À propos d’un de mes tableaux et de comment, à partir d’une suggestion de José Domingo Lavín et d’une lecture de Freud, j’ai peint un tableau de Moïse(118)
Étant donné que c’est la première fois que j’essaie d’« expliquer » un de mes tableaux à un groupe de plus de trois personnes, vous voudrez bien me pardonner si je m’emmêle un peu les pinceaux.
Il y a plus ou moins deux ans, José Domingo m’a dit qu’il aimerait que je lise le Moïse de Freud et que je peigne, comme bon me semblerait, mon interprétation du livre.
Ce tableau est le résultat de cette petite conversation entre Juan Domingo et moi.
J’ai lu le livre une seule fois et j’ai commencé à peindre avec la première impression qu’il m’a laissée. Hier, je l’ai relu et je dois vous avouer que je trouve le tableau très incomplet et assez différent de ce que devrait être l’interprétation de l’analyse si merveilleuse de Freud. Mais bon, plus moyen d’enlever ou d’ajouter quoi que ce soit, alors je vous dirai ce que j’ai peint tel quel, ce que vous pouvez voir sur le tableau.
Bien sûr, le sujet précis est Moïse ou la naissance du héros. Mais j’ai généralisé à ma façon (une façon plutôt confuse) les faits ou les images qui m’ont le plus impressionnée à la lecture du livre. Vous pourrez apprécier « ma contribution » et me dire si j’ai fait fausse route ou pas.
Ce que j’ai voulu exprimer le plus intensément, le plus clairement, c’est que la raison pour laquelle les gens ont besoin d’inventer ou d’imaginer des héros et des dieux est purement et simplement la peur. La peur de la vie et la peur de la mort. J’ai commencé par peindre Moïse enfant. (Moïse, en hébreu, signifie « sauvé des eaux », et en égyptien, mose veut dire « enfant ».) Je l’ai peint comme il est décrit dans maintes légendes, abandonné dans un couffin, en train de flotter sur les eaux d’un fleuve. D’un point de vue plastique, j’ai essayé de faire en sorte que le couffin, recouvert d’une peau de bête, rappelle le plus possible une matrice, car selon Freud le panier est la matrice exposée et l’eau représente la source maternelle donnant naissance à un enfant. Pour centraliser ce fait, j’ai peint le fœtus humain dans sa dernière étape, à l’intérieur du placenta. Les trompes, pareilles à des mains, sont tendues vers le monde.
De chaque côté de l’enfant déjà créé, j’ai placé les éléments de sa création, l’œuf fécondé et la division cellulaire.

Matériel d'exercice>
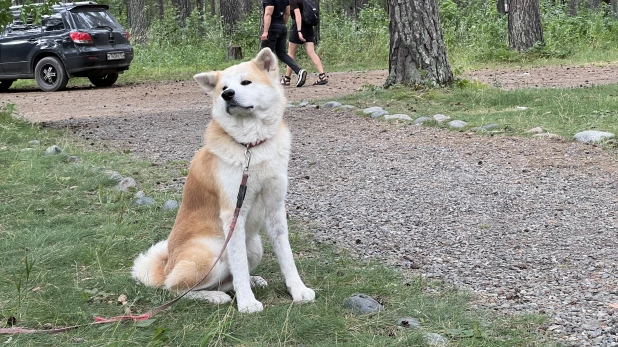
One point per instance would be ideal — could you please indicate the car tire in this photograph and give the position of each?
(50, 74)
(5, 85)
(104, 80)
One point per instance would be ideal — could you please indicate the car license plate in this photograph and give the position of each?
(115, 56)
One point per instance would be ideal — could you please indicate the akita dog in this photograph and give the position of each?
(247, 112)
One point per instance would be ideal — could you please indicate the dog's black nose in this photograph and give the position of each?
(228, 94)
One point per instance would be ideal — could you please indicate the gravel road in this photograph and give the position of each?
(528, 224)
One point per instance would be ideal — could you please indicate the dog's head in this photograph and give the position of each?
(249, 89)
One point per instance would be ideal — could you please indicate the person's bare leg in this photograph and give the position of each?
(310, 48)
(292, 48)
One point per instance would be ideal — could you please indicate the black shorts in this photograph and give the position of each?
(307, 31)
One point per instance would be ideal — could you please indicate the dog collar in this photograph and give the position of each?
(252, 144)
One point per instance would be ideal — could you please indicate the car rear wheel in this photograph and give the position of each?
(50, 74)
(5, 85)
(104, 80)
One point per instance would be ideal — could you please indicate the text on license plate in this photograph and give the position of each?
(115, 56)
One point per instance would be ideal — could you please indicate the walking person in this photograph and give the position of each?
(276, 15)
(303, 34)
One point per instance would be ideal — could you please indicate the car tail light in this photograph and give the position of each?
(80, 37)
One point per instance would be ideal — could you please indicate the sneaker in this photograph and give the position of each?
(302, 76)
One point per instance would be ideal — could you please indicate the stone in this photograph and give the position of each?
(347, 107)
(371, 110)
(535, 130)
(378, 114)
(145, 201)
(421, 120)
(397, 116)
(592, 136)
(126, 184)
(409, 322)
(114, 175)
(332, 104)
(485, 127)
(457, 124)
(440, 118)
(434, 339)
(53, 150)
(170, 205)
(362, 303)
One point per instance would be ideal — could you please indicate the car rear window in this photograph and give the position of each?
(90, 19)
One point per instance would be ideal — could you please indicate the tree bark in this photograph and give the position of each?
(524, 24)
(417, 51)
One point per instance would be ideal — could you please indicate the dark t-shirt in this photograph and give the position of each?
(279, 10)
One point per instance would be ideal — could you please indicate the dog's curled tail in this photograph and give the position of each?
(149, 267)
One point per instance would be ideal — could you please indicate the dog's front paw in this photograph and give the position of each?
(251, 306)
(259, 282)
(302, 294)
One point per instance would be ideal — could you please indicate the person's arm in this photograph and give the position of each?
(268, 14)
(299, 24)
(286, 14)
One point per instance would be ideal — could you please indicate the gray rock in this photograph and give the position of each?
(378, 114)
(535, 130)
(347, 107)
(486, 127)
(332, 104)
(371, 110)
(126, 184)
(145, 201)
(440, 118)
(170, 205)
(592, 136)
(421, 120)
(113, 175)
(53, 150)
(362, 303)
(434, 339)
(409, 322)
(457, 124)
(397, 116)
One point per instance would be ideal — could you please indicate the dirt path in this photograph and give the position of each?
(527, 224)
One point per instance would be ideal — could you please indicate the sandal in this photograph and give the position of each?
(285, 80)
(322, 79)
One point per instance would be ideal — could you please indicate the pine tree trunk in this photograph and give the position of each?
(417, 51)
(524, 24)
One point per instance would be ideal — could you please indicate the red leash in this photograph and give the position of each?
(242, 190)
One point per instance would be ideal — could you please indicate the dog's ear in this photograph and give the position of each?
(267, 61)
(207, 80)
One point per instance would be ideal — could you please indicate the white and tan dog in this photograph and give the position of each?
(248, 107)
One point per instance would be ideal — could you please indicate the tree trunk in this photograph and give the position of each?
(137, 20)
(524, 24)
(417, 51)
(573, 8)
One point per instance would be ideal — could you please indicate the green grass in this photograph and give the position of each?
(67, 242)
(560, 111)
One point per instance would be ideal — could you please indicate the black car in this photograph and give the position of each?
(79, 39)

Consignes>
1. Affichez, s'il vous plaît, chaque ligne de la liste qui contient la chaîne « person », en tenant compte de la casse.
2. Reprenez le texte sur le tableau de Moïse juste après sa dernière phrase.
Le texte sur le tableau de Moïse et la liste n'ont pas la même origine.

Réponses par consigne>
1.
One point per instance would be ideal — could you please indicate the person's bare leg in this photograph and give the position of each?
One point per instance would be ideal — could you please indicate the walking person in this photograph and give the position of each?
One point per instance would be ideal — could you please indicate the person's arm in this photograph and give the position of each?

2.
Freud analyse très clairement, mais sous une forme trop compliquée pour mon caractère, ce fait de la plus haute importance : Moïse n’était pas juif mais égyptien. Pour ma part, dans ce tableau, je n’ai pas trouvé le moyen d’en faire un Juif ou un Égyptien, je l’ai juste peint comme un gamin apte à représenter aussi bien Moïse que tous ceux qui d’après la légende auraient connu les mêmes débuts pour ensuite devenir des personnages importants, des guides pour leur peuple, c’est-à-dire des héros. (Plus clairvoyants que d’autres, voilà pourquoi je lui ai mis un « troisième œil ».) C’est le cas de Sargon, de Cyrus, de Romulus, de Pâris, et cetera.
L’autre conclusion fort intéressante de Freud est que, n’étant pas juif, Moïse a donné au peuple choisi par lui pour être guidé et sauvé une religion, qui n’était pas non plus juive mais égyptienne : c’est Amenhotep IV, ou Akhenaton, qui renouvela le culte d’Aton, le culte du Soleil, qui trouve ses racines dans la très ancienne religion de On (Héliopolis).
J’ai donc peint le Soleil comme le centre de toutes les religions, comme premier dieu et comme créateur et reproducteur de la vie.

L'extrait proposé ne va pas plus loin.